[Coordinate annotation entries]
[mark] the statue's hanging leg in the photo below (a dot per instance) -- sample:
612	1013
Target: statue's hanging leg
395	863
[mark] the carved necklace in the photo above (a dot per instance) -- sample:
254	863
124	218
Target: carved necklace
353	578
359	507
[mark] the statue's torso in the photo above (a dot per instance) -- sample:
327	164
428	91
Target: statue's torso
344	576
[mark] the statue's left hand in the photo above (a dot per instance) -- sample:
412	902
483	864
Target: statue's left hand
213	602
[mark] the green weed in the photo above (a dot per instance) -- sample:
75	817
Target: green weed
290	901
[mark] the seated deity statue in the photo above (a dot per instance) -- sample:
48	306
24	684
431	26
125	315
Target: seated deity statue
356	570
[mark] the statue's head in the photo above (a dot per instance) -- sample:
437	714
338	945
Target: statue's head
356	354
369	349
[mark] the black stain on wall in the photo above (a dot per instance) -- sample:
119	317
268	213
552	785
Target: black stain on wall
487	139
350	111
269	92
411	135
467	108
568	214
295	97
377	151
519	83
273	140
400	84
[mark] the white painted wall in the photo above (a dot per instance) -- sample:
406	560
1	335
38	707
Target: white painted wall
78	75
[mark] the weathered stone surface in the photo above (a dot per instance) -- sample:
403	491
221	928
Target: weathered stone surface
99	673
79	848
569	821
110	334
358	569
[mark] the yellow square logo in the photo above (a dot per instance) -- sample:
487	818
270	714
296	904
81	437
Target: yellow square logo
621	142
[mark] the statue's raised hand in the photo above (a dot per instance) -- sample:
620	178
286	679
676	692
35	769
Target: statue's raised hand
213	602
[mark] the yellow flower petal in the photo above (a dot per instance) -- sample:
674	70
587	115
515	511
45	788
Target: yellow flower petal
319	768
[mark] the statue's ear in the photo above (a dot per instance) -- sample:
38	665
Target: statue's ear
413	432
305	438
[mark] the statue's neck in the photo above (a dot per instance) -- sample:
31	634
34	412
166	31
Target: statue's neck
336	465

_WHAT IS ASKED_
Write out every entry verbatim.

_RESPONSE TO THE EXERCISE_
[mark] the statue's hanging leg in the photo below (a dot per instance) -- sample:
612	1013
Target: statue's hanging leg
395	863
[mark] the carved necklace in the photo above (a dot per instance) -- sample:
254	863
124	218
Target: carved necklace
353	578
359	507
[mark] the statue's torso in the photo above (a dot per instance) -- sample:
327	164
428	91
Target: statue's torso
344	576
[mark] the statue's left hand in the photo above (a dot per instance) -- sample:
412	902
483	864
Target: statue's left hand
213	602
[mark] the green weed in the photo above (a dot per instance) -- sample:
75	817
Target: green weed
290	901
[mark] the seated deity statue in the photo above (a dot per instance) -- sample:
48	306
24	684
431	26
125	315
Target: seated deity statue
356	570
[mark] the statue's head in the photo above (a dot per instance) -- sample:
437	714
338	945
Target: statue's head
356	354
369	349
[mark] the black stain on wall in the photo above (a dot per instance) -- sample:
119	317
268	213
552	785
Target: black stain on wall
487	139
350	111
269	92
411	135
467	108
568	214
295	97
377	151
519	83
273	140
400	84
[mark] the white painted wall in the photo above (a dot per instance) -- sample:
406	560
1	335
38	707
Target: white painted wall
78	75
[mark] the weathered stone surface in the photo above (a dot per instance) -- sample:
403	491
221	928
Target: weathered stone surface
99	673
79	848
569	821
110	334
358	569
[mark] the yellow square logo in the photo above (a dot per instance) -- sample:
487	818
270	714
296	904
81	437
Target: yellow square logo
621	142
[mark] the statue's raised hand in the photo above (a dot per instance) -- sample:
620	178
286	679
676	692
35	769
Target: statue's raised hand
213	602
[mark] the yellow flower petal in the photo above (a dot per instance) -- sample:
674	70
587	115
515	511
45	788
Target: yellow flower petal
319	768
[mark] the statue's ear in the photo above (a dot per instance) -- sample:
38	665
Target: statue's ear
413	432
305	438
[mark] the statue's neck in the photo above (a dot per instance) -- sample:
31	634
34	412
166	31
Target: statue's neck
336	465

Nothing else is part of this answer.